*EXERCISE*
How many lines below hold "tower"? Answer with only the number.

*MATERIAL FOR THE TASK*
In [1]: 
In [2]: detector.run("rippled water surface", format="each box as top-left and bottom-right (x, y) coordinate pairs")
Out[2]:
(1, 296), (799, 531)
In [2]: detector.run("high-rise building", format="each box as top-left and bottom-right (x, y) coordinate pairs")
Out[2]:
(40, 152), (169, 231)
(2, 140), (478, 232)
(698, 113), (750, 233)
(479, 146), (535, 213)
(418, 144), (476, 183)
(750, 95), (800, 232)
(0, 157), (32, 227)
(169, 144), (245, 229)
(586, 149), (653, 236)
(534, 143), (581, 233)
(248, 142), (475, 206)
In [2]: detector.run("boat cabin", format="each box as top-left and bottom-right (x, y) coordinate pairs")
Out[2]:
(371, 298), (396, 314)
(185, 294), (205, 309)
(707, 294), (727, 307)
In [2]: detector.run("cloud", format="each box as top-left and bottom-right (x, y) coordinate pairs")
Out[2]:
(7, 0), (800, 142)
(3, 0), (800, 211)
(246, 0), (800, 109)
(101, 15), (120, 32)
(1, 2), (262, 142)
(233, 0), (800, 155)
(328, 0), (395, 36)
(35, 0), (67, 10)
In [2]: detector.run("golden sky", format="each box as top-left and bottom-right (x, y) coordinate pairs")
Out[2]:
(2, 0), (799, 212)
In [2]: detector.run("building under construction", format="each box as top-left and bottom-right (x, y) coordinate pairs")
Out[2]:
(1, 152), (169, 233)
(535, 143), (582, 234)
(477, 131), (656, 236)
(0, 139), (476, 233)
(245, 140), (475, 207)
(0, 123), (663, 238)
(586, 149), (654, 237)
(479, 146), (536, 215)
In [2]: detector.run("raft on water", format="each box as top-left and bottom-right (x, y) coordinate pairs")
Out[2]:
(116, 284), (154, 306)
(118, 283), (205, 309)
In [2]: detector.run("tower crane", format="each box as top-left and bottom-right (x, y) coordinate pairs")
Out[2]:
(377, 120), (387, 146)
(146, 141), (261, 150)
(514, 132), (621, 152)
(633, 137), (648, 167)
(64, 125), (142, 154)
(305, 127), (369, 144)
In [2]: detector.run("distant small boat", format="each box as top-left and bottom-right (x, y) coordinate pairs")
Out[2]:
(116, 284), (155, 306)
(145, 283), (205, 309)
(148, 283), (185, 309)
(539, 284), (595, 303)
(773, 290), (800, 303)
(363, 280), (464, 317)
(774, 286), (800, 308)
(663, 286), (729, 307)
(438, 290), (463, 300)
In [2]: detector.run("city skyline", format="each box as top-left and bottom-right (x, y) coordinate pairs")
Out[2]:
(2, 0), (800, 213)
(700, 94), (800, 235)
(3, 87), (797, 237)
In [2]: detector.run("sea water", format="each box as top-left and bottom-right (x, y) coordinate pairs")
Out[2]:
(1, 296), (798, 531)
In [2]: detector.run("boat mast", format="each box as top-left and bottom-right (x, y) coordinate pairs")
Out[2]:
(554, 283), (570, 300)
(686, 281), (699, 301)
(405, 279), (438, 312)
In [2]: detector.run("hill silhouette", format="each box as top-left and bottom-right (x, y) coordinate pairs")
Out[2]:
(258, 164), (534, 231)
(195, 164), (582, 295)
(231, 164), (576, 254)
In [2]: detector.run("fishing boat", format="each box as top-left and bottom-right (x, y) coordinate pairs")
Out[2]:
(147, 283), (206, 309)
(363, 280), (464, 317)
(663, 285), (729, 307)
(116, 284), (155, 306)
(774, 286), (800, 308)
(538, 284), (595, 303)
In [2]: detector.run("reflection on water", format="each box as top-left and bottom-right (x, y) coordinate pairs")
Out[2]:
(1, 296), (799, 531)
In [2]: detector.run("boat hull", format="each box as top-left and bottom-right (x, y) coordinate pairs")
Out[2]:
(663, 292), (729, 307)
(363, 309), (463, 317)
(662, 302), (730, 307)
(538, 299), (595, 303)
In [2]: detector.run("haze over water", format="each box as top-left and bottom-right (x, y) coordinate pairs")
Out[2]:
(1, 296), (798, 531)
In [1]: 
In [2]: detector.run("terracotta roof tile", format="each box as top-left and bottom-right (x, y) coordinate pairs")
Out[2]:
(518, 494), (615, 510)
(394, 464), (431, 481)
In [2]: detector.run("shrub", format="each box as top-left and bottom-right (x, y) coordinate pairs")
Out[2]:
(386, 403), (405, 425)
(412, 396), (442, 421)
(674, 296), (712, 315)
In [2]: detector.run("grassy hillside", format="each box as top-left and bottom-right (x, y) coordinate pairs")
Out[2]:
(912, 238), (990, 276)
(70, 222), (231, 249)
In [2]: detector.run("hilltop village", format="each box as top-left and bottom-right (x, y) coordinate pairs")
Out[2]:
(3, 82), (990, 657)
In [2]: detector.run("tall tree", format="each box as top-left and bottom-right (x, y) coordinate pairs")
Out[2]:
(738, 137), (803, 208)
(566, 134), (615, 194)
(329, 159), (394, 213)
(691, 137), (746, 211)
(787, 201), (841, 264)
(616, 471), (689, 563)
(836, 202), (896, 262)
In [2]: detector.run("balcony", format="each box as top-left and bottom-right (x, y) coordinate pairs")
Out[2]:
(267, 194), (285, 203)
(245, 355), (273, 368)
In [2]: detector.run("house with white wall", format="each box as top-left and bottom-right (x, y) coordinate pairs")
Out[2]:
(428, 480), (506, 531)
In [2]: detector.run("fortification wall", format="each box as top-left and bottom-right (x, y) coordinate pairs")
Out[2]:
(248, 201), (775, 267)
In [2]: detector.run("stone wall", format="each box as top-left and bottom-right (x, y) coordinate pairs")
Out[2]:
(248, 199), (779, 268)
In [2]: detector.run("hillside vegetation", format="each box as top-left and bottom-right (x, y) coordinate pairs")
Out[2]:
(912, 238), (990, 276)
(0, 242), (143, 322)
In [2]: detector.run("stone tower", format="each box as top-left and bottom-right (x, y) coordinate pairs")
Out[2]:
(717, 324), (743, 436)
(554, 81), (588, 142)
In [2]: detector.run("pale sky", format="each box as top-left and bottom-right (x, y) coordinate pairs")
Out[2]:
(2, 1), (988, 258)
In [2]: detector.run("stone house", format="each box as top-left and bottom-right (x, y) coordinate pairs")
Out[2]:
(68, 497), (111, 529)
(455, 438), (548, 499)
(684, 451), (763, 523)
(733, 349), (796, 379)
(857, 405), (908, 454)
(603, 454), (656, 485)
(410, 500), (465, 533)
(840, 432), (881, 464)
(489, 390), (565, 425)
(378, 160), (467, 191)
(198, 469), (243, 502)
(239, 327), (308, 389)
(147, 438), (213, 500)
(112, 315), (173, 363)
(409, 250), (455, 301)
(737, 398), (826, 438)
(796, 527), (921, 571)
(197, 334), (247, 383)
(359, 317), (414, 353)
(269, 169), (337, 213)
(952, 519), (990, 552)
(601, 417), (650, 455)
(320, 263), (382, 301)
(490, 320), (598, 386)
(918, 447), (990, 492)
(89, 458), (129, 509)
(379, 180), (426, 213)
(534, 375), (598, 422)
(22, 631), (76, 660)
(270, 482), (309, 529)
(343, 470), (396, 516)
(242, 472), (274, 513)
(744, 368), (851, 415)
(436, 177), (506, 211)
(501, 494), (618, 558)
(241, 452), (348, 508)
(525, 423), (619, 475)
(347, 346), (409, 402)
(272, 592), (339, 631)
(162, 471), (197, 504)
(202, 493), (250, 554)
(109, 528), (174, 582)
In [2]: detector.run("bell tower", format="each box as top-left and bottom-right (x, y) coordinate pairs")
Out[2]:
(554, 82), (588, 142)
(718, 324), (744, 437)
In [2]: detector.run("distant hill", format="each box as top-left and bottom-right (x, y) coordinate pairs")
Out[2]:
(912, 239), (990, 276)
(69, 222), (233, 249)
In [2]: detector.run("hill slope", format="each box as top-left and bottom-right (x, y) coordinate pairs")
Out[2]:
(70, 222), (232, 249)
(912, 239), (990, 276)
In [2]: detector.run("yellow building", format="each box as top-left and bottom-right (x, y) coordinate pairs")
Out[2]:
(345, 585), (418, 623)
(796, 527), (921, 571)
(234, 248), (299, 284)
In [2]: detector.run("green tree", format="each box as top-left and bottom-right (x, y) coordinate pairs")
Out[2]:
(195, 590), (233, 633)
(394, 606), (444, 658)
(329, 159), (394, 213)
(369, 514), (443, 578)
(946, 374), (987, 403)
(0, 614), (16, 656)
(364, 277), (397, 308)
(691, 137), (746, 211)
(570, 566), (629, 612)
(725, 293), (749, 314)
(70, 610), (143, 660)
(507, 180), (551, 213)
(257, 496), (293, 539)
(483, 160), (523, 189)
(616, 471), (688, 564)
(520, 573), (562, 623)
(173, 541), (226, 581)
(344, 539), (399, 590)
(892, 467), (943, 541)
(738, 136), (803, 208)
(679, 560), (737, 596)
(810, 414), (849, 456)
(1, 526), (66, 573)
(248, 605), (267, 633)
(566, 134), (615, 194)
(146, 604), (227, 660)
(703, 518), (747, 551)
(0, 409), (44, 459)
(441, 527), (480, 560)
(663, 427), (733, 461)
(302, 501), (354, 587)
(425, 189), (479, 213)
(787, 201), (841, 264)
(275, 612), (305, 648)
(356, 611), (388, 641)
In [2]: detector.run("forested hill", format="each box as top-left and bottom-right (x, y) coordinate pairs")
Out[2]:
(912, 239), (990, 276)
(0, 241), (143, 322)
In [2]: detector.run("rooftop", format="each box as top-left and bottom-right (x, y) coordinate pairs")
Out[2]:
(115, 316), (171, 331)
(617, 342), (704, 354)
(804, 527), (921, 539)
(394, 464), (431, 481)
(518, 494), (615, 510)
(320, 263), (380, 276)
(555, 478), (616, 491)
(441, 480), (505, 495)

*EXPECTED ANSWER*
3